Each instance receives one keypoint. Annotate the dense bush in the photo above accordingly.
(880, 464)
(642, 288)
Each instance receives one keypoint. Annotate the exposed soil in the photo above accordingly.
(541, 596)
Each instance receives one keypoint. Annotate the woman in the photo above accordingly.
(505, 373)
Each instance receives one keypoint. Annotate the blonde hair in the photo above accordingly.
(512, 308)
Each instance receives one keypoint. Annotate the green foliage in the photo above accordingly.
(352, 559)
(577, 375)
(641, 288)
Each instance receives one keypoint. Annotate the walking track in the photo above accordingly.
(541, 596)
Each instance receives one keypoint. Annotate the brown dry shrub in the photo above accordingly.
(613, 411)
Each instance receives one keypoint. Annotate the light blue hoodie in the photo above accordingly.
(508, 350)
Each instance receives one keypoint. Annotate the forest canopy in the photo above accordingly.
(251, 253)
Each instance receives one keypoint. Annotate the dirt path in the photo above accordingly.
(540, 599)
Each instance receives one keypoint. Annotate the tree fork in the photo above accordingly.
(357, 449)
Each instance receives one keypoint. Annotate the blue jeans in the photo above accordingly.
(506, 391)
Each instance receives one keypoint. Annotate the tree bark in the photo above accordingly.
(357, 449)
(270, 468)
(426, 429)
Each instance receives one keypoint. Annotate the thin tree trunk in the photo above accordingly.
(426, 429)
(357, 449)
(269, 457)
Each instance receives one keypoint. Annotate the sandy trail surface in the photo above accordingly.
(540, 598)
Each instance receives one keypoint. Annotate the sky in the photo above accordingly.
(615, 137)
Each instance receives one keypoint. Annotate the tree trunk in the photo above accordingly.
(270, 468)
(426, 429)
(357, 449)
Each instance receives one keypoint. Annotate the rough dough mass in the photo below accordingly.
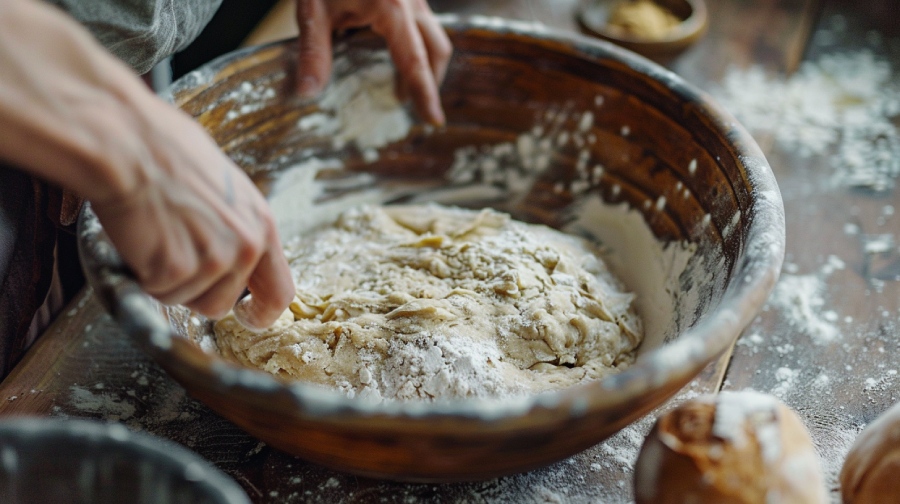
————————
WHAT TO WORK ON: Repeat the listing exactly, pictures excluded.

ANSWER TO THIS TASK:
Each instance receives one keypoint. Annotate the dense bush in the photo above accordingly.
(880, 464)
(642, 288)
Each instance receives one keypoint. Annotate the exposed soil in the photo above accordingly.
(541, 596)
Each instance receives one keypoint. Annotate the woman in the photo above accordingly.
(505, 373)
Each instance receives one keypoint. Annotate the blonde hair in the photo above accordingly.
(512, 308)
Each instance receives one keypoint. Annotate the green foliage in the photo above accordingly.
(352, 559)
(577, 375)
(641, 288)
Each instance receives one keypoint. Annotate the walking track in the photo above accordingly.
(541, 596)
Each instance receives one keypoint. Annotate the brown dry shrub in the photo above accordingly.
(613, 411)
Each instance receives one keypoint. Annotate the light blue hoodie in the photo above accordingly.
(508, 350)
Each instance receives one keypoint. Annotate the forest canopy in the photo above accordingly.
(251, 253)
Each instance receives one keypoint. Annotate the dirt path in the photo above accordingly.
(540, 599)
Each instance receives one keypoint. Annotate the tree fork in the photo above accordingly.
(357, 449)
Each instance receives one keypoint. Annotate the blue jeans in the photo above accordingly.
(506, 391)
Each instance receives one keypoint. Annotate the tree bark in the photo above accordingly.
(357, 449)
(270, 468)
(426, 429)
Each instance receives one keypoint. Annotate the thin tree trunk in the photo above accordingly.
(426, 429)
(357, 449)
(269, 457)
Each instance receives one keypoint. Annotate the sandy trail surface in the photo above accordingly.
(540, 598)
Each instance receives one keypoint. Annotate the sky in the photo above accordingly.
(615, 137)
Each instance receives one keypoint. Annotate the tree trunk in the photo above accordingly.
(270, 468)
(426, 429)
(357, 449)
Each instance receives one keypoint. Annotate the rough dough mass in the photo below accordingly.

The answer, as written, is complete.